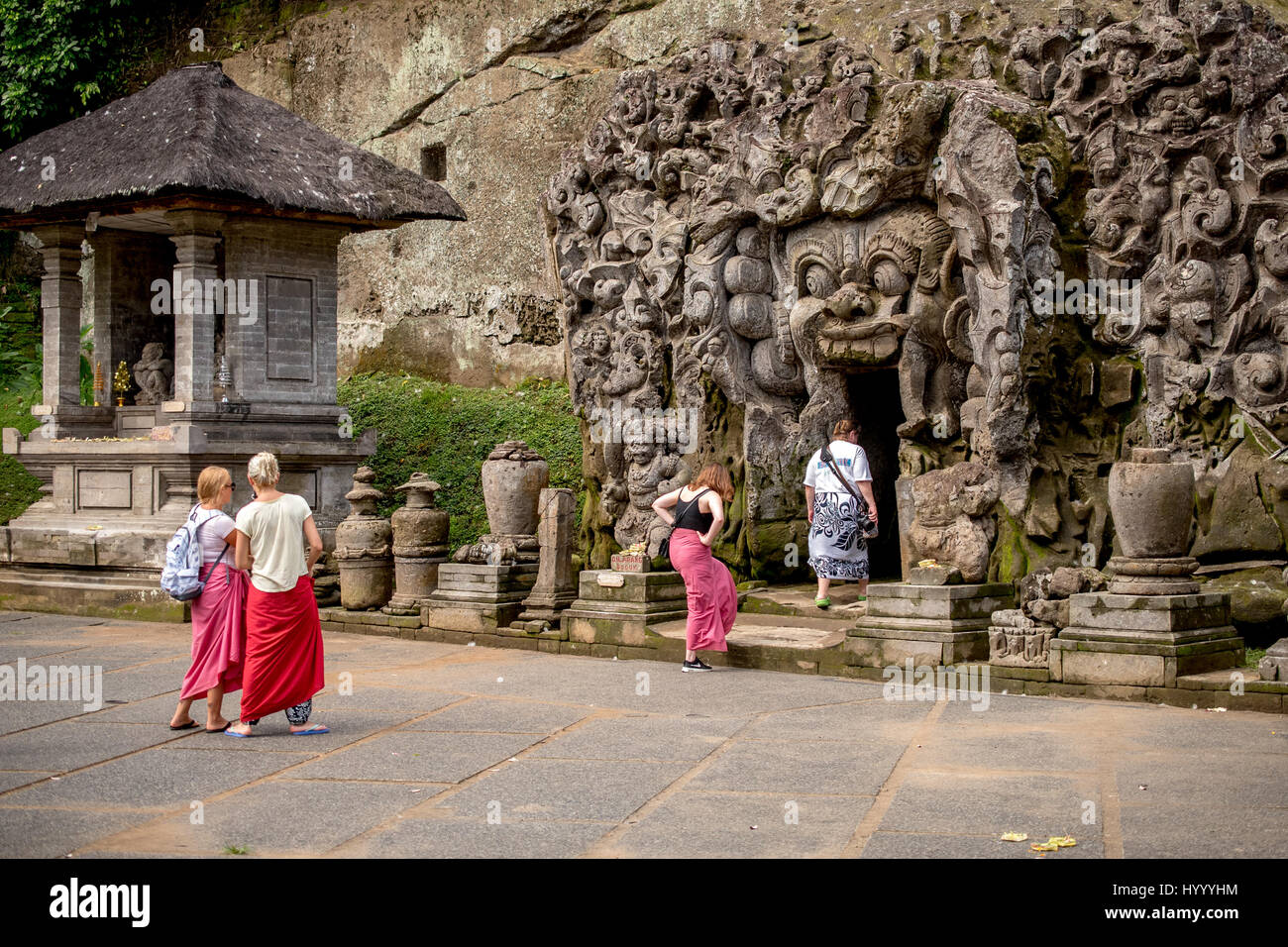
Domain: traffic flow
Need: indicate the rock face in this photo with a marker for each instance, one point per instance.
(730, 219)
(364, 548)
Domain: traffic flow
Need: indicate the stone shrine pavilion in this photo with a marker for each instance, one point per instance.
(213, 219)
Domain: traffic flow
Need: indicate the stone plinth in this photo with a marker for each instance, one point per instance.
(478, 598)
(555, 587)
(1144, 641)
(931, 624)
(1018, 641)
(420, 545)
(364, 548)
(1274, 665)
(617, 607)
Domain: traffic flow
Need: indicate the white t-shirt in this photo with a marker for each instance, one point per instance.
(215, 526)
(849, 458)
(275, 534)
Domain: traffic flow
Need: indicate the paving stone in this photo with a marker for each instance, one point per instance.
(502, 716)
(419, 838)
(1173, 728)
(419, 757)
(20, 715)
(643, 738)
(854, 722)
(321, 814)
(833, 768)
(1179, 831)
(55, 832)
(533, 789)
(938, 845)
(720, 826)
(12, 780)
(138, 684)
(75, 744)
(384, 698)
(960, 745)
(155, 779)
(1172, 779)
(966, 804)
(273, 733)
(160, 709)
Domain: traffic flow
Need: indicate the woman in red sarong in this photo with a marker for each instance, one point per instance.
(218, 612)
(283, 635)
(712, 598)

Work required: Write the records above out again exactly, with no pictures in your copy.

Exercise response:
Domain: traffic flow
Need: indicate the rock face in this photo with a marker for each instance, one point per instance.
(730, 219)
(364, 548)
Domain: traffic flow
Need: indicate the stone shrine pavilion in this photo with a marker for each instance, one point per instance.
(213, 219)
Domain: traffic flow
Need: indicate the stone plinth in this photo with a marker for each instance, one point per instance.
(478, 598)
(555, 587)
(1144, 641)
(931, 624)
(1018, 641)
(420, 545)
(364, 548)
(1274, 665)
(617, 607)
Domain: traffic flow
Need: indicate the white t-shirt in this photo with a marker for each instance, one point per instance.
(215, 526)
(849, 458)
(275, 534)
Domain: traffic flow
Need: indicate the paving stone in this photo with a marker for each instance, one point per instance.
(502, 716)
(419, 838)
(1173, 728)
(419, 757)
(20, 715)
(643, 738)
(854, 722)
(321, 814)
(833, 768)
(1179, 831)
(55, 832)
(533, 789)
(938, 845)
(720, 826)
(12, 780)
(138, 684)
(75, 744)
(384, 698)
(960, 745)
(155, 779)
(1172, 779)
(966, 804)
(273, 733)
(160, 709)
Domain: traffic flow
Need: indicate the woman in red sarong in this photo with a marker for each instance, one point per instance.
(218, 612)
(283, 635)
(712, 598)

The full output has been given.